## BEGIN Material for this exercise

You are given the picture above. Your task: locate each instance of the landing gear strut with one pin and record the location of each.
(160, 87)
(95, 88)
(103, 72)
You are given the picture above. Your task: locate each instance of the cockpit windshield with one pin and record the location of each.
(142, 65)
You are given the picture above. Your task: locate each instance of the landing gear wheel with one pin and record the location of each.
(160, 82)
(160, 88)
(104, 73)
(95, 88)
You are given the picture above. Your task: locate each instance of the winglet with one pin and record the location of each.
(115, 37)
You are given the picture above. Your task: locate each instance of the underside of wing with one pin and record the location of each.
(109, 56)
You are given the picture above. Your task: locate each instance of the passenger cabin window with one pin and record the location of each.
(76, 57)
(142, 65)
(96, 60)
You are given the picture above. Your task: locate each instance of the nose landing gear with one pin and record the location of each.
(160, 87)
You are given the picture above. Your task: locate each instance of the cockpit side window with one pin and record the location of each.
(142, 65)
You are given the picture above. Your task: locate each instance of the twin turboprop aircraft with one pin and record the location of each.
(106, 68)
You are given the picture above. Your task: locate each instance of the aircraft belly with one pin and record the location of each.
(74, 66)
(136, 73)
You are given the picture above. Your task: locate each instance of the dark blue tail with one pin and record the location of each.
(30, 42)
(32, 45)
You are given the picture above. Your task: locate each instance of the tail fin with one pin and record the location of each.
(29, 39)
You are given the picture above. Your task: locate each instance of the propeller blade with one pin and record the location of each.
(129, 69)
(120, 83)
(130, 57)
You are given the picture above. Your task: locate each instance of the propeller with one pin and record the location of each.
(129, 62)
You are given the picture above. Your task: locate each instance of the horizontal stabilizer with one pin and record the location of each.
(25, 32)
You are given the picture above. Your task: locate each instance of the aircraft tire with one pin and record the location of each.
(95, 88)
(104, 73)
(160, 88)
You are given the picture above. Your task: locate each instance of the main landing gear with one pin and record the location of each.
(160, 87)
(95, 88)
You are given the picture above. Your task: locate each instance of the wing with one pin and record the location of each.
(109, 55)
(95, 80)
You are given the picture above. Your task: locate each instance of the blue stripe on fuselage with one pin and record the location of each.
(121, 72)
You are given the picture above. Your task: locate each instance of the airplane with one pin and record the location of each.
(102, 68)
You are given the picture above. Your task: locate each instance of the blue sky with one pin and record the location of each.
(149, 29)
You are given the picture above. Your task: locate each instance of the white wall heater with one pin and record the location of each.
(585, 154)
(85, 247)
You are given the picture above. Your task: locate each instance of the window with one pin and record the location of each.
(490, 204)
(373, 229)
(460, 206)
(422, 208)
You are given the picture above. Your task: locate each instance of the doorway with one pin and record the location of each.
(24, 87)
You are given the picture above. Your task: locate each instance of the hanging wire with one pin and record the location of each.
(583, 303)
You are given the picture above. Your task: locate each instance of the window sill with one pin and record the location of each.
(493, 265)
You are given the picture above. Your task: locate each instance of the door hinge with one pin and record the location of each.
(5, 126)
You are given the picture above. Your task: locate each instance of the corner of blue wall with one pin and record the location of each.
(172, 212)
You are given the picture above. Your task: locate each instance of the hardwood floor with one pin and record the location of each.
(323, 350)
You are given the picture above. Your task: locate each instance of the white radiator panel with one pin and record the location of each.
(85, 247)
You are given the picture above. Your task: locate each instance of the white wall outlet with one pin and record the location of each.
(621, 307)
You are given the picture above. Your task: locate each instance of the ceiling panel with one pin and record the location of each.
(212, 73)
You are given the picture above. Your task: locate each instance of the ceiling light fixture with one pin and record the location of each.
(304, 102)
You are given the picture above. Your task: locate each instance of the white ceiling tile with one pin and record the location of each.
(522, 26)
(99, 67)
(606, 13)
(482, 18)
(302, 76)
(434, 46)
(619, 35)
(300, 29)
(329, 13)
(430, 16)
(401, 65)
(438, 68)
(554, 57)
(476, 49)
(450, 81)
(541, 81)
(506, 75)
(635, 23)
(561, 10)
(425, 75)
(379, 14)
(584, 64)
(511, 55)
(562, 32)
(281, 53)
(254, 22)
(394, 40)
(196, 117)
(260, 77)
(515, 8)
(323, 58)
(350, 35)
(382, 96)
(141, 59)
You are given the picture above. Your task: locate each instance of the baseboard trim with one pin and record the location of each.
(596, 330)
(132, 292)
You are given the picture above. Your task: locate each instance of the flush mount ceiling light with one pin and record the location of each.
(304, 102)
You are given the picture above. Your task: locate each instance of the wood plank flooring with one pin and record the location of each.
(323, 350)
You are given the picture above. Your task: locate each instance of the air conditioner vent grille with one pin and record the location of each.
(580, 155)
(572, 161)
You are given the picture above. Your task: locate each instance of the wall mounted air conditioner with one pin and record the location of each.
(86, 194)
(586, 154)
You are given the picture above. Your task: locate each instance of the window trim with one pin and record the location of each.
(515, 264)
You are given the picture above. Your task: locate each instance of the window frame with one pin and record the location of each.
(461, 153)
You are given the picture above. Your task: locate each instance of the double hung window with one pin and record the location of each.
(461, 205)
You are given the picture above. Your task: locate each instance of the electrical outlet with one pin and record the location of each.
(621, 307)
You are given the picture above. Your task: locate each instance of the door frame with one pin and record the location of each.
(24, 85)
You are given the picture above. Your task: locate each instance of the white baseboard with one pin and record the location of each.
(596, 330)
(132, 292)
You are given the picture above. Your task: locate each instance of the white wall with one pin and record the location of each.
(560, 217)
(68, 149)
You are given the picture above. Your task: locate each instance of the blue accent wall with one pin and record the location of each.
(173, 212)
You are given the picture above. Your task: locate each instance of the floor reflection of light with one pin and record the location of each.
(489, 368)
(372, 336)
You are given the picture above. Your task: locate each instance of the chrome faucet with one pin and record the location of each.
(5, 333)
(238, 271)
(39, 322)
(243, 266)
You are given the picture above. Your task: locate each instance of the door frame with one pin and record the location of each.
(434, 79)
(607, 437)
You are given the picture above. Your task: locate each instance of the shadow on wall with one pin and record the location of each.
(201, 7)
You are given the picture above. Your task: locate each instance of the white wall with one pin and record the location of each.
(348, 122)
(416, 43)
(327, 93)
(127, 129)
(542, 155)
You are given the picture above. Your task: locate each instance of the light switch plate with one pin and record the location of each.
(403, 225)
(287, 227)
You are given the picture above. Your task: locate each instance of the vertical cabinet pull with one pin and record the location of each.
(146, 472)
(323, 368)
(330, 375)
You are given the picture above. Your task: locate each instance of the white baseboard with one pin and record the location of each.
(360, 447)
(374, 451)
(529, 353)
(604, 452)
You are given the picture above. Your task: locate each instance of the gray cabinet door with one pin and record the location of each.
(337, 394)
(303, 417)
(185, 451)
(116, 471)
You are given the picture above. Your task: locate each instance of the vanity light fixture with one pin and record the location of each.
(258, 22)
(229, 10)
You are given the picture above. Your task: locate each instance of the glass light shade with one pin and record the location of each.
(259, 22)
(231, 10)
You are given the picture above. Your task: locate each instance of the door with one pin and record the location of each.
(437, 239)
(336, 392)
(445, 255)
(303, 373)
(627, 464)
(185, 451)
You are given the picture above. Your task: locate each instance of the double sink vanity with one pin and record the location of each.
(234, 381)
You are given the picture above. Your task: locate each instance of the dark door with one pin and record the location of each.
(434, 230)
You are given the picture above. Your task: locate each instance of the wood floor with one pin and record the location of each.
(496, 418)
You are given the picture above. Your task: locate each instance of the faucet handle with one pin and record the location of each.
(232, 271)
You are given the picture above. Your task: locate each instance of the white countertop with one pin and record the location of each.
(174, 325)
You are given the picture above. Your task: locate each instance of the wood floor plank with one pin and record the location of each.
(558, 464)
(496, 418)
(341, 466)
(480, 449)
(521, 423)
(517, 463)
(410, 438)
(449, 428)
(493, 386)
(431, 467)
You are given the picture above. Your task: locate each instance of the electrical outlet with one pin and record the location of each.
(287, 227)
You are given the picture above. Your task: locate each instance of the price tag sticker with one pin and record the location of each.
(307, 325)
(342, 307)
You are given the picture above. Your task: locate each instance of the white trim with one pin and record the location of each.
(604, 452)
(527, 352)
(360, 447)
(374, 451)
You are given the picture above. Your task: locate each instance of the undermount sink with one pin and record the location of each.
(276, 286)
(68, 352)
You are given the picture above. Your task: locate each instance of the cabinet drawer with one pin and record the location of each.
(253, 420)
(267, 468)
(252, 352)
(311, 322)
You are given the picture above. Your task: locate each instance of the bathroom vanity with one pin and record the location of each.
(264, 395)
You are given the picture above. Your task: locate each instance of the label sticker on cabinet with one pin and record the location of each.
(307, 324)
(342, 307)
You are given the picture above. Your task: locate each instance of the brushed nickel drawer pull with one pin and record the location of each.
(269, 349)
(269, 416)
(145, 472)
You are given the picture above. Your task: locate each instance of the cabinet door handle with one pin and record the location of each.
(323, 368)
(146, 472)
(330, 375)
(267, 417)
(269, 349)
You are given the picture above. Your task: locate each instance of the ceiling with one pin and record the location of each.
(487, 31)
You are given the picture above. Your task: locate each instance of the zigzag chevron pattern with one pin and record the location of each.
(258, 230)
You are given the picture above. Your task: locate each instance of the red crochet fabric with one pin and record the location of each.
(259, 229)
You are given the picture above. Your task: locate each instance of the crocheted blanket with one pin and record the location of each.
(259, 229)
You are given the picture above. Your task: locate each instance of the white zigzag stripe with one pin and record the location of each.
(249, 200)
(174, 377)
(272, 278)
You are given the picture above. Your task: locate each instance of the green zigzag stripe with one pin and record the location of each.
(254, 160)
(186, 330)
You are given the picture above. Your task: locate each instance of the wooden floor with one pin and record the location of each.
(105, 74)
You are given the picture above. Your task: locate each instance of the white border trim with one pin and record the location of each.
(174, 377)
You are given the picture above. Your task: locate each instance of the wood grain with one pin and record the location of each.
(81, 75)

## END Material for this exercise

**Description of the task**.
Copy, character for character, the lines from the line that holds "of the label" through the final line of the records above.

**Right answer**.
You are given the picture above. Your task: locate each instance of the label sticker on cabinet with one pin and record the location of each.
(307, 324)
(342, 307)
You are given the picture above. Your task: locate each instance of the brushed nickel drawer pull with one pin and record the location of each.
(269, 349)
(269, 416)
(145, 472)
You are given the picture above. Your task: locate each instance of the cabinet door handle with one pin and record the location of each.
(323, 368)
(146, 472)
(330, 375)
(267, 417)
(269, 349)
You are given the picture above. Your task: locate each instance of the ceiling with one pin and record the location of each.
(487, 31)
You are given the picture above. Your task: locate each instance of the zigzag chevron pattern with one pin and record the location of each.
(258, 230)
You are given the picture above. Your task: locate each instance of the red crochet fabric with one pin and record the location of each.
(259, 229)
You are given the picture above. Your task: locate each instance of the crocheted blanket with one pin and record the location of each.
(259, 229)
You are given the picture above. Your task: locate each instance of the white zigzag stripe with one pin and record the location of each.
(249, 200)
(174, 377)
(272, 278)
You are given the picture above. Your task: locate each instance of the green zigzag stripe with one pin and record the location of each.
(254, 160)
(186, 330)
You are given the picture above. Your task: locate each instance of the wooden floor with one pin and record the location of each.
(105, 74)
You are given the picture above. Your task: locate each instance of the white border trim with one pin and record the location of each.
(174, 377)
You are given the picture above. Your task: locate each instance of the wood grain with one pin and record the location of each.
(81, 75)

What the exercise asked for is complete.